-- BEGIN SUPPLIED RECORDS --

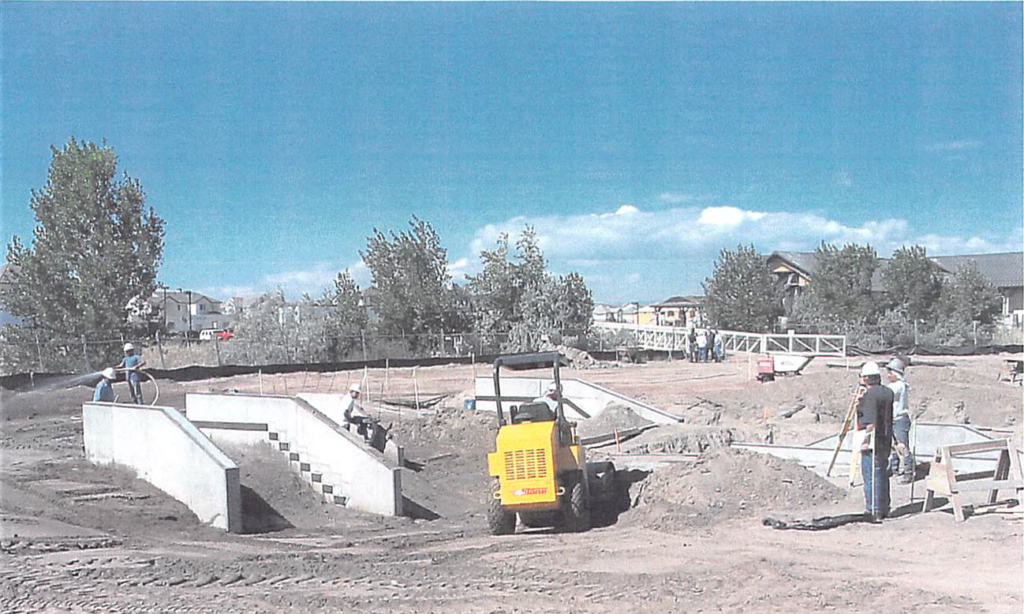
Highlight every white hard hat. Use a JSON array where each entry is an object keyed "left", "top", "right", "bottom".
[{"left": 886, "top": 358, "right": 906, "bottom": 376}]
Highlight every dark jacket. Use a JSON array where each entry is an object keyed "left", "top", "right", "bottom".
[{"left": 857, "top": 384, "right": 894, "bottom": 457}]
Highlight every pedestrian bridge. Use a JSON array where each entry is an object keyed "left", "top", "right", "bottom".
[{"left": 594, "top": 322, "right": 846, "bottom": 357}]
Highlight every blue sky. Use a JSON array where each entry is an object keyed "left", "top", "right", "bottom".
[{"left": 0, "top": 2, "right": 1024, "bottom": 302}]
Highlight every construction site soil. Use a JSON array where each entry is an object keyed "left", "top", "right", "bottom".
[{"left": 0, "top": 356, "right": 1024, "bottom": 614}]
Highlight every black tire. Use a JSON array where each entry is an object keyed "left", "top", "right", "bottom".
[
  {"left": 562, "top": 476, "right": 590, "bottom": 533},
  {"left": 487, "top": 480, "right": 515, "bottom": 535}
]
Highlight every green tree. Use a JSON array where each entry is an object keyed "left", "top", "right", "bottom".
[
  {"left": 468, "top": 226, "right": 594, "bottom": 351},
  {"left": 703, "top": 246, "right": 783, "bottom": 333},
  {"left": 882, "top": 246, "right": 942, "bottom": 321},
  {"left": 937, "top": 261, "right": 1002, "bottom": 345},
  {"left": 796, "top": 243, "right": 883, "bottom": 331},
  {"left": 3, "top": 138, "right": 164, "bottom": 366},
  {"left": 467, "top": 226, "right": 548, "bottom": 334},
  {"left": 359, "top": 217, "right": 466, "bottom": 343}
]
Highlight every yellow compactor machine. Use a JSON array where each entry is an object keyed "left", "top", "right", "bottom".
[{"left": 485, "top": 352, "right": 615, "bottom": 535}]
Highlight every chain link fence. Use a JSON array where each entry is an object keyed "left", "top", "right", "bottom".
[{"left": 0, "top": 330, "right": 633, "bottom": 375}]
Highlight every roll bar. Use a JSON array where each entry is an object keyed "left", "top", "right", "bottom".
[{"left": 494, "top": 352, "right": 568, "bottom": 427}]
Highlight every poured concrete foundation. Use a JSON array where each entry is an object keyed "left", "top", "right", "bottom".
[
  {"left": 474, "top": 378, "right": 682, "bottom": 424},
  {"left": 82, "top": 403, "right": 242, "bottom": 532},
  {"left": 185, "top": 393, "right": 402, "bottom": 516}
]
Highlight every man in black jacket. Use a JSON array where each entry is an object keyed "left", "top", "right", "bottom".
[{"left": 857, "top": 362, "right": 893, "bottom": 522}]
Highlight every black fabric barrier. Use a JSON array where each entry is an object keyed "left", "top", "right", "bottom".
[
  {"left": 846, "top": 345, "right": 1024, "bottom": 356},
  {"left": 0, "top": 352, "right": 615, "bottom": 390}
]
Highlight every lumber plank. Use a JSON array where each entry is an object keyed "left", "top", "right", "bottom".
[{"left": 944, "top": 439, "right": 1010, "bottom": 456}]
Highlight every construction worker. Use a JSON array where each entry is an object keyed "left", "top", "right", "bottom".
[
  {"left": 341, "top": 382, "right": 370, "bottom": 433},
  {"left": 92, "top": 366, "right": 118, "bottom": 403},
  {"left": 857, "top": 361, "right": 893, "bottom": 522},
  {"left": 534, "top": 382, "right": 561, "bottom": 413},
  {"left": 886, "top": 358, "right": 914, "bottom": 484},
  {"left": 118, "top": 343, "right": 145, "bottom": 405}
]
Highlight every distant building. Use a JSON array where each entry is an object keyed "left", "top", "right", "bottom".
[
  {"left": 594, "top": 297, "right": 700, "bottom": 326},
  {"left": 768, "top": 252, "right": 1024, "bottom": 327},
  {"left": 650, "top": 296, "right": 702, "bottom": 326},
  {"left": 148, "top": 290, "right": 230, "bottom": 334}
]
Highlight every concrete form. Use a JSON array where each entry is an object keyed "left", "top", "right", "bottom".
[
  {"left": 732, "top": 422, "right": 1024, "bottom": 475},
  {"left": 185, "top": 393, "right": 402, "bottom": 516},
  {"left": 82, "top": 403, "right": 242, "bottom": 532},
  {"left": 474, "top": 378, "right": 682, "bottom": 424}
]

-- END SUPPLIED RECORDS --

### TASK BRIEF
Find each line in the records that contains the word "black" and copy those lines out in full.

### ANSWER FOR THE TASK
Highlight every black tire. Use a JSON array where each entry is an object keyed "left", "top", "right", "bottom".
Highlight every man in black jacket. Use a JSON array where each entry is an object keyed "left", "top", "right", "bottom".
Highlight every black fabric barrier. Use a JSON array where each entry is an object keyed "left", "top", "right", "bottom".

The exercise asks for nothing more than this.